• [What to do] Please copy out, with no changes, the items below from the line containing "ROI: seated man" through the line containing "top-left (158, 99), bottom-right (327, 144)", including both of those lines.
Rows start
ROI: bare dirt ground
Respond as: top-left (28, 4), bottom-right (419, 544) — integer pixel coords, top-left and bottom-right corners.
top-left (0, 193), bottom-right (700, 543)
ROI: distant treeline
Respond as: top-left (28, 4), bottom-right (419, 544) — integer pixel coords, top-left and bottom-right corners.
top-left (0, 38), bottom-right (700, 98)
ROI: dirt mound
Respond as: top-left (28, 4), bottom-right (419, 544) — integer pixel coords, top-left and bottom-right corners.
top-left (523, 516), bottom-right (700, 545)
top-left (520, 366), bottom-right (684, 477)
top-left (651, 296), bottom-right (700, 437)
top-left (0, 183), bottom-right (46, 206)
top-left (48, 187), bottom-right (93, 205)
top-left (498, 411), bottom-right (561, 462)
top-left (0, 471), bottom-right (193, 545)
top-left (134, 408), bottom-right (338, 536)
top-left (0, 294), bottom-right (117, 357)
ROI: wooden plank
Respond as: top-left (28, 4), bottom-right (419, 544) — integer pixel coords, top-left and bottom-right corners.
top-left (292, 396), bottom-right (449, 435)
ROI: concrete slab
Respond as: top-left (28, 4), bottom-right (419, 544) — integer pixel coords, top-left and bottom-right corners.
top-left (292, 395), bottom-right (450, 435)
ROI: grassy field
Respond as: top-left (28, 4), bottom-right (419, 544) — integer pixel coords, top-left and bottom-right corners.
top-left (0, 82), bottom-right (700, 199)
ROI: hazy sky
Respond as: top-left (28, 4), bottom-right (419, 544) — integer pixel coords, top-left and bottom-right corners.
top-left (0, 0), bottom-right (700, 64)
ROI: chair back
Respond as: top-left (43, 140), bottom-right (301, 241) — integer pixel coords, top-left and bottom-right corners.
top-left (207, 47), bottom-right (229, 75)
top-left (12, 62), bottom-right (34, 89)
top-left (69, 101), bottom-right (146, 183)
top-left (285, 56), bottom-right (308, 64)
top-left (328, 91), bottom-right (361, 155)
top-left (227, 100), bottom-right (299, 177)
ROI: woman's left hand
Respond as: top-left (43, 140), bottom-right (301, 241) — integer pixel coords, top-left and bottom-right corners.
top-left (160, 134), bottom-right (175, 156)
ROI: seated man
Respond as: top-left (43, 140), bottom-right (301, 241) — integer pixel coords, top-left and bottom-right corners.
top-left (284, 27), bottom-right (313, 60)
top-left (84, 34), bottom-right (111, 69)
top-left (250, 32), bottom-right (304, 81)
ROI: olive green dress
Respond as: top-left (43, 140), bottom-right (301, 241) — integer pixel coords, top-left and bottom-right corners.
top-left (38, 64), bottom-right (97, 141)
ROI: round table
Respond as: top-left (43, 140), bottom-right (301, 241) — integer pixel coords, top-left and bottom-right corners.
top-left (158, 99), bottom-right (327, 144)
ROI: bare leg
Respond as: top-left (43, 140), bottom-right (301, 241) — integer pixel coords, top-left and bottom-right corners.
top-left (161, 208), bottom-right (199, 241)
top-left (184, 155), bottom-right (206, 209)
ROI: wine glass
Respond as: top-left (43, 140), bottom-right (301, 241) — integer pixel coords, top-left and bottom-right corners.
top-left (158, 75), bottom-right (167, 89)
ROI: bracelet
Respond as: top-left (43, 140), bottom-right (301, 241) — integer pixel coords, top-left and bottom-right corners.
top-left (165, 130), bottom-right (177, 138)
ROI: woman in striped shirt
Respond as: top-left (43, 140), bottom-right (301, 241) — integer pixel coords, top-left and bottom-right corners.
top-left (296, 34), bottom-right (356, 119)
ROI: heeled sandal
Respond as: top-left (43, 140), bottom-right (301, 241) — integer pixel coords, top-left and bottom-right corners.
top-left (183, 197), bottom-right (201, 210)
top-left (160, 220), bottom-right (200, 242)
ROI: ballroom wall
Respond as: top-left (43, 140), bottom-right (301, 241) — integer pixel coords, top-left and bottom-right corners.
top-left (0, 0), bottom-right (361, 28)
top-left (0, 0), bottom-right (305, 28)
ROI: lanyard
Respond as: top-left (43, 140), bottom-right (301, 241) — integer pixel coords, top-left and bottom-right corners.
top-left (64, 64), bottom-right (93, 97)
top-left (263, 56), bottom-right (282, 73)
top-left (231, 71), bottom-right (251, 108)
Rows end
• [The solution]
ROI: seated man
Respond as: top-left (43, 140), bottom-right (301, 241) — integer pixel coords, top-left and bottom-right corners.
top-left (284, 27), bottom-right (313, 60)
top-left (84, 34), bottom-right (111, 69)
top-left (250, 32), bottom-right (304, 81)
ROI: olive green dress
Respond as: top-left (43, 140), bottom-right (301, 241) — integer pixel coords, top-left and bottom-right corners.
top-left (38, 64), bottom-right (97, 141)
ROI: round table
Respond as: top-left (43, 140), bottom-right (301, 241) — integer pixel coords, top-left and bottom-right corners.
top-left (158, 99), bottom-right (327, 144)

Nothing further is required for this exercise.